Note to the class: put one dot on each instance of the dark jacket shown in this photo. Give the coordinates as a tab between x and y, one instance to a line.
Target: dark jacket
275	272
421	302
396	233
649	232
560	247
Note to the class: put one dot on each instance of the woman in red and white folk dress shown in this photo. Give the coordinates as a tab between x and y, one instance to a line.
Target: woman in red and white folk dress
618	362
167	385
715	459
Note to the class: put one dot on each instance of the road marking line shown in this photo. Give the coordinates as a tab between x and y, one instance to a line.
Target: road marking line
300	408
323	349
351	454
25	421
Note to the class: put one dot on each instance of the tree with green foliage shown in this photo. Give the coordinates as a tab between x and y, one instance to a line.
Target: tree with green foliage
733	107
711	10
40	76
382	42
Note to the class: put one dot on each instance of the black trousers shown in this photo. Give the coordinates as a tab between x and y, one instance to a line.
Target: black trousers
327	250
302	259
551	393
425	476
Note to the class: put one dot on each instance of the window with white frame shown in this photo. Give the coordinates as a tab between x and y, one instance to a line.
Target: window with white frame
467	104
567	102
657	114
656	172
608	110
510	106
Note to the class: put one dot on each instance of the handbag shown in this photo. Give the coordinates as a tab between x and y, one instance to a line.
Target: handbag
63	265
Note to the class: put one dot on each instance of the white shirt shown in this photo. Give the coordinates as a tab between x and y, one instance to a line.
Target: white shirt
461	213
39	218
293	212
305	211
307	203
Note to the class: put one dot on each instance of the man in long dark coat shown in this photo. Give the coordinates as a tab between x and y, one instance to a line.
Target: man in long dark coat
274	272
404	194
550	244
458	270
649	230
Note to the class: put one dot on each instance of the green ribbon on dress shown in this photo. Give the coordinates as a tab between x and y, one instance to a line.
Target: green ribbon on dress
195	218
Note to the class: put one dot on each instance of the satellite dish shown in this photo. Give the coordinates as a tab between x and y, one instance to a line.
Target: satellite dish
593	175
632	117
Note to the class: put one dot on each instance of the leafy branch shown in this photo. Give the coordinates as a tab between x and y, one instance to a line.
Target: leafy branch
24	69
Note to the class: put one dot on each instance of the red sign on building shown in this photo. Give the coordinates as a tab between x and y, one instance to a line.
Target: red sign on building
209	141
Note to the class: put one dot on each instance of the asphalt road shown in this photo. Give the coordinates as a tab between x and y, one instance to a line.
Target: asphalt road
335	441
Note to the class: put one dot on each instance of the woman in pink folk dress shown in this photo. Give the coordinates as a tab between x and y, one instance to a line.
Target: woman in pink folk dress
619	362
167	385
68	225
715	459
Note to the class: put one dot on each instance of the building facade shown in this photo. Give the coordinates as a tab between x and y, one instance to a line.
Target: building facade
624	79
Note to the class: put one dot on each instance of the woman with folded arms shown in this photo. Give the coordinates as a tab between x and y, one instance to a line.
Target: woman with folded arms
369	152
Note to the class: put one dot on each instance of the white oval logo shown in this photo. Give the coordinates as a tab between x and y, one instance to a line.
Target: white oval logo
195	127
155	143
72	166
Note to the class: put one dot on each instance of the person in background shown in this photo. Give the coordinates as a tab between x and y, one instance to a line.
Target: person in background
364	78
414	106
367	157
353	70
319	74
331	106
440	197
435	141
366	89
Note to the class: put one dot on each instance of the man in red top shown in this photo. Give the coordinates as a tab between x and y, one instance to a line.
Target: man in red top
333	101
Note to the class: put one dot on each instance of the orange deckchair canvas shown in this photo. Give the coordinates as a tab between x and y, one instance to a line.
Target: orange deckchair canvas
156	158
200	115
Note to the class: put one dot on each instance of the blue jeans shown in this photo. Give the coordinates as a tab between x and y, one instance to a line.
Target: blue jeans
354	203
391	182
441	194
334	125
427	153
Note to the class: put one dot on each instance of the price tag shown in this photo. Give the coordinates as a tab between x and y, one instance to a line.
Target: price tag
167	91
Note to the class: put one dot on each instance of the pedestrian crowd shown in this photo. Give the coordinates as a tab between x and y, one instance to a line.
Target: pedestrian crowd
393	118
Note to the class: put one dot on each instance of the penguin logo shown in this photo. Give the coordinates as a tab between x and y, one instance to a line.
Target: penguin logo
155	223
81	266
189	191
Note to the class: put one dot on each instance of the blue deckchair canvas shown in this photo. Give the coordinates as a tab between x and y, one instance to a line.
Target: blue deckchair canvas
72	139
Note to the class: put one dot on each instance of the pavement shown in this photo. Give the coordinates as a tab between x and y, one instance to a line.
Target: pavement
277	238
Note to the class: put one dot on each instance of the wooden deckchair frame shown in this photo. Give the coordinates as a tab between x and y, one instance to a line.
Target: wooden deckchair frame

GIVEN TASK: Could you quote the material above in full, exactly as it stands?

ANSWER IN FULL:
Note to the class: put one dot on each instance of the dark jacket shown in this photo. Give the coordinates as a tab between x and y, one instance to a line.
Target: dark jacket
275	272
421	302
396	233
649	232
560	247
Note to the class: put one dot on each instance of the woman in red and white folk dress shown in this photo. Give the coordinates as a tab between x and y, one instance to a line.
Target: woman in red and white folk dress
618	362
167	385
715	459
Note to the class: put one dot on each instance of the road marking line shown in this photo. Give the coordinates as a tab between x and y, one instance to a line.
Target: road marking line
300	408
323	349
351	454
25	421
Note to the class: put one dot on each instance of the tree with green foliage shown in this photo. Give the coordinates as a tab between x and y, one instance to a line.
Target: tree with green foliage
733	107
711	10
40	76
382	42
Note to the class: put one dot on each instance of the black trousers shown in this photo. Give the coordinates as a tab between x and y, one instance to a line.
Target: black trousers
327	250
302	259
551	393
425	476
Note to the class: put one dot on each instance of the window with white frame shown in this photo. Give the coordinates as a tab between x and y, one instance to a line.
Target: window with white frame
467	104
567	102
657	114
656	172
608	110
510	106
Note to the class: put one dot on each instance of the handbag shown in this photo. Give the coordinates as a tab between x and y, one instance to a line.
Target: handbag
63	265
Note to the class: put one dot on each instance of the white shirt shown in this photo. Give the coordinates as a tab between x and y, one instance to a line.
Target: white shirt
461	213
39	218
293	212
305	211
307	203
Note to the class: put one dot on each instance of the man in long dark coat shown in this photo. Give the coordinates as a tab between x and y, one instance to a line.
Target: man in long dark coat
274	272
404	194
550	244
458	270
649	230
Note to the class: put one dot on each instance of the green ribbon on dress shown in this photo. Give the coordinates as a tab between x and y, one instance to a line.
Target: green ribbon on dress
195	218
Note to the class: put one dot on each instance of the satellite dish shown in this photo. Give the coordinates as a tab between x and y, one instance to a line.
Target: satellite dish
593	175
632	117
Note to the class: put one dot on each instance of the leafy branch shown in this photo. Give the coordinates as a tab between x and y, one instance to a line.
Target: leafy branch
24	69
Note to the class: put one dot on each instance of the red sign on building shown in this photo. Give the coordinates as a tab between x and y, one instance to a line.
Target: red sign on building
209	141
Note to the class: put one dot on each instance of the asphalt road shown in this photo. Give the coordinates as a tab between x and y, one instance to a line.
Target: asphalt road
335	441
Note to the class: put one dot on each instance of the woman in pink folk dress shown in this photo. Give the coordinates as a tab between x and y, one instance to a line.
Target: woman in pink folk dress
619	362
167	385
68	225
715	459
Note to the class: put one dot on each instance of the building facade shown in this photo. Give the coordinates as a tab between x and y, one instance to a line.
Target: building facade
624	79
Note to the class: put one dot on each instance of the woman with folded arms shown in this photo. Give the coordinates as a tab between x and y, one instance to a line.
Target: woman with folded arms
369	152
Note to the class: put one dot on each instance of the white oval logo shown in this photo. Give the coordinates as a tab between x and y, one instance to a line.
Target: white oval logo
195	127
155	143
72	166
Note to the class: put one dot on each instance of the person in background shown in this photo. Give the coordinates as a tab between x and y, one instance to a line.
Target: person in background
364	78
414	106
367	157
353	70
319	74
331	106
440	197
435	141
366	89
Note to the class: put one dot on each instance of the man in red top shown in this photo. Give the coordinates as a tab between x and y, one instance to a line.
Target: man in red top
333	101
Note to the class: put one dot on each instance of the orange deckchair canvas shown in this photo. Give the coordinates as a tab between x and y, one instance to a line.
Target: orange deckchair canvas
156	158
200	115
Note to the class: put one dot on each instance of the blue jeans shown in this photo. Give the coordinates as a tab between x and y, one instance to a line.
Target: blue jeans
354	203
391	182
441	194
334	125
427	153
Note to the class: put one dot on each instance of the price tag shown in this photo. Give the coordinates as a tab between x and y, one instance to a line.
Target: price tag
167	91
Note to the class: put one dot on each instance of the pedestrian crowd shown in this photo. Give the coordinates as a tab between x and y, one instance to a line.
Target: pedestrian crowd
393	118
Note to the class: put one dot on each instance of the penguin logo shown in this photo. Give the coordinates as a tab between x and y, one instance to a line.
Target: penguin logo
155	223
81	266
189	191
Note to the class: put one dot on each instance of the blue deckchair canvas shown in this photo. Give the coordinates as a tab between x and y, one instance to a line.
Target: blue deckchair canvas
72	139
Note to the class: put one dot on each instance of the pavement shown in this photo. Give the coordinates as a tab between x and y, one instance to a line.
Target: pavement
277	238
Note to the class: put one dot on each instance of the wooden deckchair frame shown in this photo. Give the coordinates as a tab between x and y, one instance to a line.
Target: wooden deckchair frame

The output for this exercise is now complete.